_Required work_.
Could the data below please be reproduced word for word, without the pictures?

Dataset entries:
━━━

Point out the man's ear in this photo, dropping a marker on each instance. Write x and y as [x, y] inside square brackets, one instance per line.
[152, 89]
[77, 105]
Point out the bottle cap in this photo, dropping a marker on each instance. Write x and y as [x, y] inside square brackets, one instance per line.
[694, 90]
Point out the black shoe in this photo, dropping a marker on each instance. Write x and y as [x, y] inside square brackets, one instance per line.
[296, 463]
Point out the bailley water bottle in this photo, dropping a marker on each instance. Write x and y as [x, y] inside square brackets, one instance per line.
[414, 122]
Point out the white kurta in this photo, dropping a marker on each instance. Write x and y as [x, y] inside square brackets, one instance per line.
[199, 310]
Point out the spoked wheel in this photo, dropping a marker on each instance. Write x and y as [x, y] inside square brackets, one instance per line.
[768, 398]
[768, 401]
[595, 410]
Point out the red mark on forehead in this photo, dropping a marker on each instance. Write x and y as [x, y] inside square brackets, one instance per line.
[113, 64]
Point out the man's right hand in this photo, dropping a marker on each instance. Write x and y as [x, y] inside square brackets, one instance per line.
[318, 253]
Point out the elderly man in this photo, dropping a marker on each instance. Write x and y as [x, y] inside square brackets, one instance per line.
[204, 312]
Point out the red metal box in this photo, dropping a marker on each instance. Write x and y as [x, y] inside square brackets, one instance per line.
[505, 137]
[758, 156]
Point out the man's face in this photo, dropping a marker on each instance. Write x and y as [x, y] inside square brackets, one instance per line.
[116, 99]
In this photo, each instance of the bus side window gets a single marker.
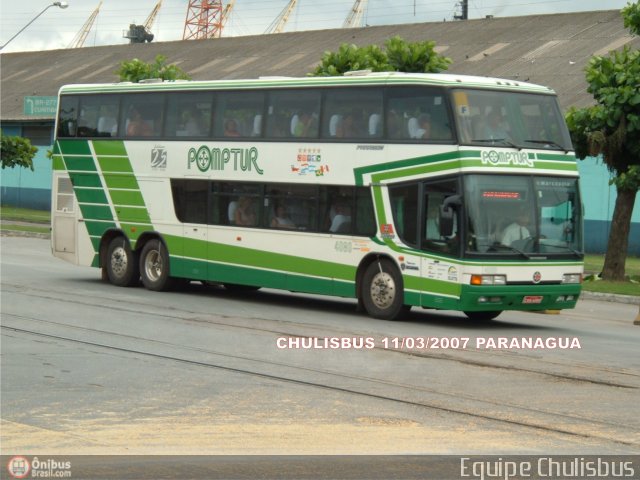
(237, 114)
(404, 201)
(68, 116)
(293, 114)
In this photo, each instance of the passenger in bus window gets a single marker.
(245, 214)
(494, 128)
(517, 230)
(231, 128)
(341, 222)
(281, 218)
(194, 121)
(347, 127)
(394, 129)
(424, 126)
(136, 125)
(304, 126)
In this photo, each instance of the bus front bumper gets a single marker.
(519, 297)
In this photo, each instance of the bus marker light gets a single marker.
(532, 299)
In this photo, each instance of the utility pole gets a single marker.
(465, 11)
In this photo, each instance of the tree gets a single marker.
(611, 128)
(16, 152)
(399, 55)
(136, 70)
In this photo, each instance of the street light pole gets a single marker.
(61, 4)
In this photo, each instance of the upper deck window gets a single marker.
(524, 120)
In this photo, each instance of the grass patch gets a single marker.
(25, 215)
(619, 288)
(593, 265)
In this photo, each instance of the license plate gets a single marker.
(532, 299)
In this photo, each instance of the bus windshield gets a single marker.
(521, 215)
(522, 120)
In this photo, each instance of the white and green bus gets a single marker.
(435, 191)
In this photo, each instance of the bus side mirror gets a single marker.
(447, 214)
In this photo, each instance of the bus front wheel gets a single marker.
(382, 293)
(122, 264)
(483, 316)
(154, 266)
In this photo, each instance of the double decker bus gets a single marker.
(428, 190)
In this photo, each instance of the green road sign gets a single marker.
(40, 106)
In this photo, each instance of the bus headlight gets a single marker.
(488, 280)
(572, 278)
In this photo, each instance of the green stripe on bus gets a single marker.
(218, 252)
(97, 229)
(556, 157)
(127, 197)
(420, 170)
(109, 147)
(74, 147)
(132, 214)
(57, 163)
(410, 162)
(96, 212)
(86, 195)
(247, 275)
(115, 180)
(85, 179)
(115, 164)
(80, 163)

━━━

_Written reply_.
Point out the man's ear in this photo, dropping a marker on each instance. Write x and y as [x, y] inside square brackets, one instance per line.
[152, 89]
[77, 105]
Point out the bottle cap in this photo, dropping a marker on each instance. Write x and y as [x, y] inside square brackets, one instance per line.
[694, 90]
Point out the black shoe in this photo, dropping a marker on each instance. Write x and y as [x, y] inside square brackets, one instance per line.
[296, 463]
Point out the bailley water bottle in this photo, dropping a marker on each instance. Write x and y as [x, y] inside square brackets, one instance per line.
[414, 122]
Point out the white kurta in this photo, dropping a marker on each instance. Write x and y as [x, y] inside square brackets, one instance per line.
[199, 310]
Point out the spoked wheel in this photo, dropping a marker on each instance. Write x and y as [x, y] inside square brackets, one instance per line.
[768, 398]
[768, 401]
[595, 410]
Point out the red mark on forehead in this photo, dropping a marker on each instance. Write x and y as [x, y] inside square brackets, one instance per line.
[113, 64]
Point out the man's right hand in this photo, dropping a marker on each instance. Write x and y as [x, y] inside square brackets, one instance per line.
[318, 253]
Point out the elderly man in this photo, dropping a marker on each instance. Write x and y as [x, y] inside square brackets, one instance per line.
[204, 312]
Point out the red metal box in this photo, dropping a marker on each instance. Write x and y as [x, y] inside square brackets, one instance per line.
[505, 137]
[758, 156]
Point out the man's face in this photo, dropping a marker on each instance. Write x and y as [x, y] inside square brackets, one instance per line.
[116, 99]
In this photo, each instance of the bus side window gets a single marker.
(237, 114)
(404, 201)
(68, 116)
(293, 114)
In this photo, each instance of the passenger in bus window gets a single marker.
(245, 214)
(494, 128)
(517, 230)
(231, 128)
(341, 222)
(281, 218)
(194, 121)
(347, 127)
(394, 129)
(424, 126)
(136, 125)
(304, 126)
In this photo, each instance of the bus front bumper gets a single marker.
(519, 297)
In this photo, each instance of the bus marker light gets a single marker.
(532, 299)
In this photo, each instance of the utility pole gets a single marker.
(465, 11)
In this photo, each instance of the tree gets a single marker.
(611, 128)
(16, 152)
(399, 55)
(136, 70)
In this photo, each instance of the street light pole gets a single marker.
(61, 4)
In this photo, each instance of the upper deck window gets a single marker.
(524, 120)
In this photo, each instance of the grass patch gets a single marker.
(25, 215)
(619, 288)
(593, 265)
In this photo, each instance of the license plate gets a single marker.
(532, 299)
In this photo, each instance of the bus windshield gets a single marker.
(521, 215)
(522, 120)
In this photo, each instance of the white and green bus gets a single marker.
(435, 191)
In this photo, each instance of the bus side mirror gets a single marker.
(447, 214)
In this photo, each instance of the bus front wheel gets a single marker.
(382, 293)
(122, 264)
(483, 316)
(154, 266)
In this photo, each instance of the double decker bus gets a single marker.
(428, 190)
In this photo, each instance of the green road sign gets a single marker.
(40, 106)
In this photo, each instance of the bus headlight gets a single marker.
(488, 280)
(572, 278)
In this photo, each instance of the green stripe on bus gets a single marker.
(218, 252)
(97, 229)
(556, 157)
(127, 197)
(420, 170)
(109, 147)
(74, 147)
(132, 214)
(57, 163)
(410, 162)
(96, 212)
(86, 195)
(247, 275)
(115, 180)
(85, 179)
(115, 164)
(80, 163)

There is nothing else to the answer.